### [WHAT THE TASK REQUIRES]
Gather every line below that contains the string "bird" and copy each such line in full. Matching is case-sensitive.

### [INPUT DATA]
== == ==

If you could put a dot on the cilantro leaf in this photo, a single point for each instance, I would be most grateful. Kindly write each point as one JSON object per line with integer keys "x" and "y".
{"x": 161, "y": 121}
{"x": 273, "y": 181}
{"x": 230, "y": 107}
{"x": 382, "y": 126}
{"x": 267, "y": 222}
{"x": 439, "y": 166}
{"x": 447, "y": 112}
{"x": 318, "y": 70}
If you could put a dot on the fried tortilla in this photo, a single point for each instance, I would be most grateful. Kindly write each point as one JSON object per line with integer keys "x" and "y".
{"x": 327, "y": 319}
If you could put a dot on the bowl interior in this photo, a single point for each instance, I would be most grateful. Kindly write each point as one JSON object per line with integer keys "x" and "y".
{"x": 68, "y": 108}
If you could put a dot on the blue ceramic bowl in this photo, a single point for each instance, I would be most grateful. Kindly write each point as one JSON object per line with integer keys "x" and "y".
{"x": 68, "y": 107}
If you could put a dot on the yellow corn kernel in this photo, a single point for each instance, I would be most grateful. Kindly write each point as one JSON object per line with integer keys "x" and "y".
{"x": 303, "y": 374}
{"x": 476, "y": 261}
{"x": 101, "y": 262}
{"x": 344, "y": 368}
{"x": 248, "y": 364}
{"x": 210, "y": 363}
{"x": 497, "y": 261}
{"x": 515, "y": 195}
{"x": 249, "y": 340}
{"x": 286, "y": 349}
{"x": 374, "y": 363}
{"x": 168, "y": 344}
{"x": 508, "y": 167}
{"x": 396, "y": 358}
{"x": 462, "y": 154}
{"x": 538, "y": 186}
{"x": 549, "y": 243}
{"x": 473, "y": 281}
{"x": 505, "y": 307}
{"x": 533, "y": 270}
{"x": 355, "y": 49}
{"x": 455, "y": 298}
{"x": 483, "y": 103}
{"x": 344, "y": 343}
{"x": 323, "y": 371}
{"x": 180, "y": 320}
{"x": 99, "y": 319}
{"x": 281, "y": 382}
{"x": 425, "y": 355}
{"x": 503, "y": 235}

== == ==

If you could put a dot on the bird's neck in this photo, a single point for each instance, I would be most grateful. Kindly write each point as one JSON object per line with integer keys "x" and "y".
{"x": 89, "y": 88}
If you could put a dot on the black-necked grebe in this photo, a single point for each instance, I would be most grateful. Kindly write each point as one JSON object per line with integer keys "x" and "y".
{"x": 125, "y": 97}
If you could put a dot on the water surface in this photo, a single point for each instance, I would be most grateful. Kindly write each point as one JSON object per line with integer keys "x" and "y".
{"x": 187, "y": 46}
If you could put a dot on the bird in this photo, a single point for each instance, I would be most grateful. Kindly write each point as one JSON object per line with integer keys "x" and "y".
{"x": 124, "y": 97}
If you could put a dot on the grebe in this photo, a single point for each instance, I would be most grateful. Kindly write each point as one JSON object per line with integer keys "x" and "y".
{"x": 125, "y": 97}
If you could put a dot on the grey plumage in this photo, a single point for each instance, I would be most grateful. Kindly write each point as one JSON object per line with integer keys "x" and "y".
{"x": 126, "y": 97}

== == ==

### [FULL SOLUTION]
If you could put a dot on the bird's neck in this photo, a single point for each instance, I would be most grateful. Kindly write each point as one JSON object per line with integer keys "x" and "y".
If you could put a dot on the bird in this photo, a single point for each instance, I would be most grateful. Kindly write each point as one JSON object per line with integer keys "x" and "y".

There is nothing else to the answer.